**WRITTEN EXERCISE 1**:
Which settings does the multibeam performance text say bring the most benefit when set as well as possible? List every one.
**WRITTEN EXERCISE 2**:
Carry on the multibeam performance text from its final line.

**SUPPLIED TEXT**:
---
Make sure that the 'Working Set (Memory)' column for process Multibeamer.exe and/or DrvResultOut.exe is not constantly increasing, especially during recording. For detailed information about this see the section Real-time Performance Monitoring below.
PROJECT PREPARATION
Controller Laser Device Settings
During project preparation, establish the optimum settings in order to achieve the required results.
The most benefit you will gain from setting the Min/Max Range limits, Scan Speed, Scan Rate, Scan Resolution, Angle Resolution, Vertical Area Selection, Scan Area Selection and Sector Reduction as well as possible.
Especially the Vertical or Scan Area Selection is very important. Make use of Mask schemes to define areas which you don't want to scan.
ONLINE
Raw Multibeam Display
Open only one Raw Multibeam Display and more important: do not use the options 'Show Big Dots' or 'Draw Lines'.
Navigation Display
Open only one Navigation Display.
---
**DATA PROVIDED**:
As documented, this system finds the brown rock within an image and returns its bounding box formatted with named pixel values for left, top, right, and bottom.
---
**WRITTEN REPLY 1**:
Min/Max Range limits, Scan Speed, Scan Rate, Scan Resolution, Angle Resolution, Vertical Area Selection, Scan Area Selection, Sector Reduction

**WRITTEN REPLY 2**:
Preferably disable DXF and TIFF layers or other big background files. Note that these layers should only be used during project preparation.
When 'object tracking' is enabled, do not zoom in too close. Keep in mind that the display should not be 'refreshed' more than 1x per second.
3D Point Cloud Display
It is not recommended to use a 3D Point Cloud Display, unless your hardware contains a high-spec video card.
Under Sensor settings set the Time window setting to a short period, e.g. 10 sec
Sounding Grid / Dynamic Surface
Storage to a grid is not recommended and should be purely for display purposes: e.g. for checking the scan coverage or for showing the 95% Confidence Level statistics.
If you do want to see the scan coverage then it is advisable to store to a sounding grid and not to the dynamic surface
Do not use a small cell-size; preferably not less than 1.0 meter.
If you notice in the Navigation Display that the real-time sounding grid is updated with a delay then please increase the cell-size or disable the storage completely.
Note that in Replay (offline) there are no limitations and you may use small cell-sizes, e.g. 0.10 meter.
OFFLINE
Replay
In Replay there are no limitations as mentioned above: use as many displays as you like, store to sounding grids with small cell-sizes, update the dynamic surface, etc.
All this may only affect the replay speed, but the data integrity of your final DTM processing files should be fine.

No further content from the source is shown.